» **AIM OF THE EXERCISE**: Would you return the lines between the one holding "Query: fence post" and the one holding "man's shadow, each", inclusive, and only those, exactly as they stand in the listing below?

(DATA TO USE begins)

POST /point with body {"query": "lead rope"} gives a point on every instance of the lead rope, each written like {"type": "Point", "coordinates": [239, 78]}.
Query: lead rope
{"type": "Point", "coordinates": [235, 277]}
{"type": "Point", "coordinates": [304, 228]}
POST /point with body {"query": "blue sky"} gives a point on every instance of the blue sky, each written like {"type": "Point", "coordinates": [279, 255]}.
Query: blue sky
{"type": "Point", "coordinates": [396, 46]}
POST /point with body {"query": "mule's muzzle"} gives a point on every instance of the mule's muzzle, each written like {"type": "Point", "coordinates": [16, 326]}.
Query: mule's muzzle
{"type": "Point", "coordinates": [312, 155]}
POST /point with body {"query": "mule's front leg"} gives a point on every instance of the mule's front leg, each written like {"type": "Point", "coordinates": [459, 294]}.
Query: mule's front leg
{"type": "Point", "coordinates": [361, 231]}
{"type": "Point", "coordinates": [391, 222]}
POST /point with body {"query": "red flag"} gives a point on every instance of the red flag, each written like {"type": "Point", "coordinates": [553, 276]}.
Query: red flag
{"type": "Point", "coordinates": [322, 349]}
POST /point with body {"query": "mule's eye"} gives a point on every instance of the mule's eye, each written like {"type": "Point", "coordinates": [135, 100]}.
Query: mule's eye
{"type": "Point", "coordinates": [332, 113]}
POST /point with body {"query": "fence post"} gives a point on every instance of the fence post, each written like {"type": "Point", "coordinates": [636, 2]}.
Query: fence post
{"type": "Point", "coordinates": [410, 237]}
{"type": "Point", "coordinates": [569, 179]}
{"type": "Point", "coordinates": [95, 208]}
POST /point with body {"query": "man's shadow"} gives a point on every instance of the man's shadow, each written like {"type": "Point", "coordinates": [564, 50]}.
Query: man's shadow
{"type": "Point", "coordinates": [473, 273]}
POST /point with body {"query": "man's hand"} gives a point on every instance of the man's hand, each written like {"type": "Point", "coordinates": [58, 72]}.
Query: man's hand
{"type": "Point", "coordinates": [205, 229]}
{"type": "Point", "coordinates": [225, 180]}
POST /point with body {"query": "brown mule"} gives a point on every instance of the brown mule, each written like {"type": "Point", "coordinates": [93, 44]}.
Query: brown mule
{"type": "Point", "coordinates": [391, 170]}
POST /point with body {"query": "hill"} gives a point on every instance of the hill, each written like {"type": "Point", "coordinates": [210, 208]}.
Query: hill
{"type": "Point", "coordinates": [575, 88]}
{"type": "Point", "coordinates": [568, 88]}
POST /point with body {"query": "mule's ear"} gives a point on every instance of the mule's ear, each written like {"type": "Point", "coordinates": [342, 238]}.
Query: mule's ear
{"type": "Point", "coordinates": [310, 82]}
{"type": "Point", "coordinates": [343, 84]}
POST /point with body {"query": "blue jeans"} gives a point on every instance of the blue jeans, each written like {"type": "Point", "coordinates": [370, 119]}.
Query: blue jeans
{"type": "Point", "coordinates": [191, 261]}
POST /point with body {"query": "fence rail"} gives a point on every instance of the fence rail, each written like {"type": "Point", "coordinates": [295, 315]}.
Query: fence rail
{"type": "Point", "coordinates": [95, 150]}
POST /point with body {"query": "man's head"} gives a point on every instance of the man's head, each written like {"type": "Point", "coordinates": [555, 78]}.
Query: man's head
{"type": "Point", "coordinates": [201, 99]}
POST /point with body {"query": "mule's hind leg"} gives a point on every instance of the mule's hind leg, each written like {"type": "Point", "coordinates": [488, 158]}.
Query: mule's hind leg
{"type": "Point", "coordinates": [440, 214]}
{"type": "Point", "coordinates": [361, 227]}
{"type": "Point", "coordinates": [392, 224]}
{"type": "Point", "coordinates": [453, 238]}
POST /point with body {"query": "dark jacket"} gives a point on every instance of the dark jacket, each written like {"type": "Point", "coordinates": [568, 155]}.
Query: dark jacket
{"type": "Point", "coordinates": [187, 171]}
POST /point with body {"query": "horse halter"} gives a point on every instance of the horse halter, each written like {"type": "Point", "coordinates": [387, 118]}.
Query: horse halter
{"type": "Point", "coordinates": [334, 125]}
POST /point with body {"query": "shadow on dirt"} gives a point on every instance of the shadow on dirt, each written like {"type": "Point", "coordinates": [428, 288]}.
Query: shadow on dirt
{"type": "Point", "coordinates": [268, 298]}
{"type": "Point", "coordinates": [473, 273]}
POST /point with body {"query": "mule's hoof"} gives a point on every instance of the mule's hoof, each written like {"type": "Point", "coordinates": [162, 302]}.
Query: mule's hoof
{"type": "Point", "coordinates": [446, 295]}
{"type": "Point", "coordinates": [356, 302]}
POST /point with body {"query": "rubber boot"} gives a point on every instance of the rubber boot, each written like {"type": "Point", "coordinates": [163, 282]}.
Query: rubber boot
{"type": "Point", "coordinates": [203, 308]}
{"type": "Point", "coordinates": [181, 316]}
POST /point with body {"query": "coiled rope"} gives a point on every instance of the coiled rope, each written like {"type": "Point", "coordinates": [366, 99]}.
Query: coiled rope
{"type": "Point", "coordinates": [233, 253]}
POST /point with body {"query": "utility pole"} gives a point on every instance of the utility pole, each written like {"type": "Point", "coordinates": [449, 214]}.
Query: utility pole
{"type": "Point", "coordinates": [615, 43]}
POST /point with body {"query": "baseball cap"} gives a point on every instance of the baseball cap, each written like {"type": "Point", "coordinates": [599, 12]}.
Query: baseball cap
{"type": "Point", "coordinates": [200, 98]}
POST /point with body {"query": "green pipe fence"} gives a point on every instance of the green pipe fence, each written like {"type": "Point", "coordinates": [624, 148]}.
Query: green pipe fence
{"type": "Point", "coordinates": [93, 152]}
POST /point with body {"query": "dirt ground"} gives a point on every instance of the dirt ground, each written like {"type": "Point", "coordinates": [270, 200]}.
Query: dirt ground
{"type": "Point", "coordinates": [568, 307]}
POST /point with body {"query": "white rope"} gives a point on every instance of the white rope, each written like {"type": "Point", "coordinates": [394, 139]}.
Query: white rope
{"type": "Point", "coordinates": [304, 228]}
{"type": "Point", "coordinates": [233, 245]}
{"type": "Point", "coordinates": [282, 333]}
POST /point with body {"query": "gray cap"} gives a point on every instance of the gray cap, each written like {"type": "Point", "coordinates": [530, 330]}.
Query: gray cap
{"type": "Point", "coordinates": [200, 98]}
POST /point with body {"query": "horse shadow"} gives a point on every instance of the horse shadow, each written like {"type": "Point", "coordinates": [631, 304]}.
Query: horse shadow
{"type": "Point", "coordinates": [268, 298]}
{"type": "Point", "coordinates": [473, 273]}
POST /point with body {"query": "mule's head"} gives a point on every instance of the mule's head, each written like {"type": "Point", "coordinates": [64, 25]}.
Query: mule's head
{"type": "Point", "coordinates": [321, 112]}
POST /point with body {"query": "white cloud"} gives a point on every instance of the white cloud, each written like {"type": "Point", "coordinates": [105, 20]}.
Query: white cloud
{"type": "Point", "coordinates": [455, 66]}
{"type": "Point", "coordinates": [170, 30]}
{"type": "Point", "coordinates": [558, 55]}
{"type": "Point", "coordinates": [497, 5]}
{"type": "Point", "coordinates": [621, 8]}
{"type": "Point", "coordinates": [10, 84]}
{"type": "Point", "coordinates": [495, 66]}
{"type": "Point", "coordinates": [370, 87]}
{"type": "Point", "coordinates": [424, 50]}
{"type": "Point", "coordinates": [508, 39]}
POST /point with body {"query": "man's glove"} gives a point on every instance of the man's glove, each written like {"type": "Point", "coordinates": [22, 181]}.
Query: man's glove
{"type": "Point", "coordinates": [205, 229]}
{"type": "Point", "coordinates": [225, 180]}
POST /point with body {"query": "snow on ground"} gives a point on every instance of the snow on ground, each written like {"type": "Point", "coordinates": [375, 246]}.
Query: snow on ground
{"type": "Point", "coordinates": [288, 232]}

(DATA TO USE ends)

» **EXERCISE OUTPUT**:
Query: fence post
{"type": "Point", "coordinates": [410, 237]}
{"type": "Point", "coordinates": [569, 179]}
{"type": "Point", "coordinates": [95, 208]}
POST /point with body {"query": "man's shadow"} gives a point on every instance of the man's shadow, each written like {"type": "Point", "coordinates": [564, 50]}.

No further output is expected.